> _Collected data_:
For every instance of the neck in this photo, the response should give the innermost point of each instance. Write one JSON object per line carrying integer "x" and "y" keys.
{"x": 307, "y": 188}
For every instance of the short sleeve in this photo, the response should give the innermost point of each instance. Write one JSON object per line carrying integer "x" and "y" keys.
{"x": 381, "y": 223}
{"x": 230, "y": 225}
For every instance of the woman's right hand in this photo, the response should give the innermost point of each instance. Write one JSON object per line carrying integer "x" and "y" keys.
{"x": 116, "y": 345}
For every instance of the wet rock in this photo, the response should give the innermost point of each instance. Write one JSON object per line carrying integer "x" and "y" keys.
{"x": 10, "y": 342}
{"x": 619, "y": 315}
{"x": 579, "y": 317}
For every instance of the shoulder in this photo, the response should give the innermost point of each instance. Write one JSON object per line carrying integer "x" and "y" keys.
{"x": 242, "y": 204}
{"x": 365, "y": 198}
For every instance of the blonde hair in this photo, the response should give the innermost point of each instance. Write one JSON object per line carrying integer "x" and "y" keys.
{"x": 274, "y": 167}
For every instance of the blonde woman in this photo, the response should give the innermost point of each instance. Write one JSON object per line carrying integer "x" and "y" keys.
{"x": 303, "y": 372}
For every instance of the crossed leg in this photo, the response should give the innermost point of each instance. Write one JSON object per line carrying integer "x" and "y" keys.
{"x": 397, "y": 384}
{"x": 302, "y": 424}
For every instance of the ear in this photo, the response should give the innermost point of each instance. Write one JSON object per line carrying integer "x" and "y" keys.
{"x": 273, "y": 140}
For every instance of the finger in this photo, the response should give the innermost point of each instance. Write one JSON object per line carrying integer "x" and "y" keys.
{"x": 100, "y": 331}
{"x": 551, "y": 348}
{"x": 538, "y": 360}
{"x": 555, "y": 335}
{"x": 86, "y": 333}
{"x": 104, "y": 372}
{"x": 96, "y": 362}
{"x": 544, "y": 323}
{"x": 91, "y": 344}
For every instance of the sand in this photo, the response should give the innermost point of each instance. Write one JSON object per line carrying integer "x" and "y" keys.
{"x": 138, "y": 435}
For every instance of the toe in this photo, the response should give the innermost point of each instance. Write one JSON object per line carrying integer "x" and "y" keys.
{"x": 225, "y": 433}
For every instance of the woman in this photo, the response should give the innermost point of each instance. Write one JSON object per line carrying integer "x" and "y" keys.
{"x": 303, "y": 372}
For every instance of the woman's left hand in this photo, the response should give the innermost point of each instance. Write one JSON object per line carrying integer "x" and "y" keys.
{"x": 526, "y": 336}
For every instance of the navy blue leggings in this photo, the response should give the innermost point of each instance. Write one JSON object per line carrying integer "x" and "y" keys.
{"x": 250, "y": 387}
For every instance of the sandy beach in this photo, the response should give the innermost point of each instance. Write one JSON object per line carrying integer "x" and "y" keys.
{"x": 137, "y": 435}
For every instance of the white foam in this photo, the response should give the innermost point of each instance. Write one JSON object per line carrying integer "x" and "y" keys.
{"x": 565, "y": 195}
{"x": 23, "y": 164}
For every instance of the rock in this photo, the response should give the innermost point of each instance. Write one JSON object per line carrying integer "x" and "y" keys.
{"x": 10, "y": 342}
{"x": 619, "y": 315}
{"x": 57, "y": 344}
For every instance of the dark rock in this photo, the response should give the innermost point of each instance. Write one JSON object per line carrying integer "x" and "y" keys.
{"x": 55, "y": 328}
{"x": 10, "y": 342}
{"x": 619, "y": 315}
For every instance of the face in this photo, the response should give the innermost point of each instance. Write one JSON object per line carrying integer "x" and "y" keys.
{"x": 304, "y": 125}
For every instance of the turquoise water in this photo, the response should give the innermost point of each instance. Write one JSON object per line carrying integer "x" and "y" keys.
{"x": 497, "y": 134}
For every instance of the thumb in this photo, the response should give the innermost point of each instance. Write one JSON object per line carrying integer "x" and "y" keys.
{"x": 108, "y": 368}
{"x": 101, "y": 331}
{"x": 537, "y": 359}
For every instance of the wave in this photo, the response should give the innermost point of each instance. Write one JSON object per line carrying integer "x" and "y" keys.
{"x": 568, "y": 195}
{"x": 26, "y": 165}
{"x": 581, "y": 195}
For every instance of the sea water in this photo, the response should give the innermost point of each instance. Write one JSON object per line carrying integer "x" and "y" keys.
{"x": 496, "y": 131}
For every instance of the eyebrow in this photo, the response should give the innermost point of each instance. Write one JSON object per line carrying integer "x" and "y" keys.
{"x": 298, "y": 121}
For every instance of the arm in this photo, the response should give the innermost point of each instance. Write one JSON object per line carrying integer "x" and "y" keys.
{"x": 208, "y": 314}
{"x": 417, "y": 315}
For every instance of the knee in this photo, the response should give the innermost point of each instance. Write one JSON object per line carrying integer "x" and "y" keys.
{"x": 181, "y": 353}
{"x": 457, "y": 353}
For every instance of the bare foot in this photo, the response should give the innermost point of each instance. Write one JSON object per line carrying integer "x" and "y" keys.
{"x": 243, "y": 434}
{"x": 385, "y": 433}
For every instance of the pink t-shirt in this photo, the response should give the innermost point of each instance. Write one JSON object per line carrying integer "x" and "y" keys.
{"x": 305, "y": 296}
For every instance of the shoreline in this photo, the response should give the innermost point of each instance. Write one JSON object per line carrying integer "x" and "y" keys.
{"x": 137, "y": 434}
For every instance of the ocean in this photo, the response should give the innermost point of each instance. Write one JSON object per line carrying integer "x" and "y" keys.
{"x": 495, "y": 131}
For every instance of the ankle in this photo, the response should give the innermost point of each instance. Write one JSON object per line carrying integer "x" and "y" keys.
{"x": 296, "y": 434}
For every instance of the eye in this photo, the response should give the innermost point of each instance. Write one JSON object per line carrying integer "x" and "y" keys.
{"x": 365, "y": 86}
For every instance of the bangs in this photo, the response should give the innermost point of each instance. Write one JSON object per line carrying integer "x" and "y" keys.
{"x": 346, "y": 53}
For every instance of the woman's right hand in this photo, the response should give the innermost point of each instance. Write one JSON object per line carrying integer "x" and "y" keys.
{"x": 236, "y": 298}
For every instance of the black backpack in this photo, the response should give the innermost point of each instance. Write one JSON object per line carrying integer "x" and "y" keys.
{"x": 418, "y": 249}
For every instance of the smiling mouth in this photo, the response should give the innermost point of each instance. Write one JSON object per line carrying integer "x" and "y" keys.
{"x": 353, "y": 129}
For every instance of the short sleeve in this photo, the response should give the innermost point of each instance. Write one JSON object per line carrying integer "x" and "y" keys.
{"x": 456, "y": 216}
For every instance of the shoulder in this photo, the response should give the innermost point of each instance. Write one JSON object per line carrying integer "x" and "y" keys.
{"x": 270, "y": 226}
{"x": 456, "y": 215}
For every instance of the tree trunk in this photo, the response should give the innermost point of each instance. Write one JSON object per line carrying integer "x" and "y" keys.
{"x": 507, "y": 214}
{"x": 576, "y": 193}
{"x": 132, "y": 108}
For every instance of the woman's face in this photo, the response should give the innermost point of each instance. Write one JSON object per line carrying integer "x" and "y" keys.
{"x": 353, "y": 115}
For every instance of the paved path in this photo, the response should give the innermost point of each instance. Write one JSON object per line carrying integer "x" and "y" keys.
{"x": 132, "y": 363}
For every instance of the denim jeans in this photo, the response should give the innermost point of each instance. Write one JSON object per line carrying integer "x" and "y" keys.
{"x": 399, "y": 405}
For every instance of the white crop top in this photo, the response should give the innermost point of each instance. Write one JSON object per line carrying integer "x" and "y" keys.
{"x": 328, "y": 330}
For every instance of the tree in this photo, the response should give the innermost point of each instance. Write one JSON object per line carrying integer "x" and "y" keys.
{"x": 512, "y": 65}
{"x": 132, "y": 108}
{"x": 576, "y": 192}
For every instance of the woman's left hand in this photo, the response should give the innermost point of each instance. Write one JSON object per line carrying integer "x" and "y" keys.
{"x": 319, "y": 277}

> _WORK TO BE COMPLETED_:
Give the lines from the one containing "For every instance of the smiling" through the end of the entries again, exactly as written and with no other lines.

> _CORRECT OUTPUT_:
For every instance of the smiling mouth in this photo, the response should give the innermost point of each instance. Write one JSON object per line carrying integer "x" and "y" keys.
{"x": 353, "y": 129}
For every instance of the short sleeve in this photo, the response should give the innermost point of each instance. Write one JSON object per line carrying integer "x" and "y" keys.
{"x": 456, "y": 216}
For every instance of the shoulder in this photo, the response should give the innermost point of each instance. Write one JSON object per line carrying integer "x" and "y" keys.
{"x": 270, "y": 226}
{"x": 456, "y": 215}
For every instance of the tree trunk in this photo, the response should give the innermost point of each instance. Write one JSON object per line carrying integer "x" and "y" keys.
{"x": 507, "y": 214}
{"x": 576, "y": 193}
{"x": 132, "y": 108}
For every instance of the woman's face in this photo, the response should give the innermost point of each instance. Write one JSON object per line carrying integer "x" and "y" keys.
{"x": 353, "y": 115}
For every instance of the paved path in this photo, the response should give the innermost point of each instance. Write one JSON object per line carrying integer "x" and "y" keys.
{"x": 132, "y": 363}
For every instance of the denim jeans in this photo, the response should give the innermost point of each instance. Write one JSON object per line carrying integer "x" and "y" keys.
{"x": 399, "y": 405}
For every instance of the white crop top in this photo, the response should give the innermost point of each instance. Write one JSON object per line carrying integer "x" and "y" keys.
{"x": 328, "y": 330}
For every instance of the tree in this photo, the response should give the innermost point of each instance. Write one JSON object per line carrying integer "x" and "y" keys.
{"x": 512, "y": 65}
{"x": 132, "y": 108}
{"x": 576, "y": 192}
For every instance of the woman's left hand in this photo, the response should give the innermost point of each instance. Write one JSON object per line carrying integer "x" and "y" keys.
{"x": 319, "y": 277}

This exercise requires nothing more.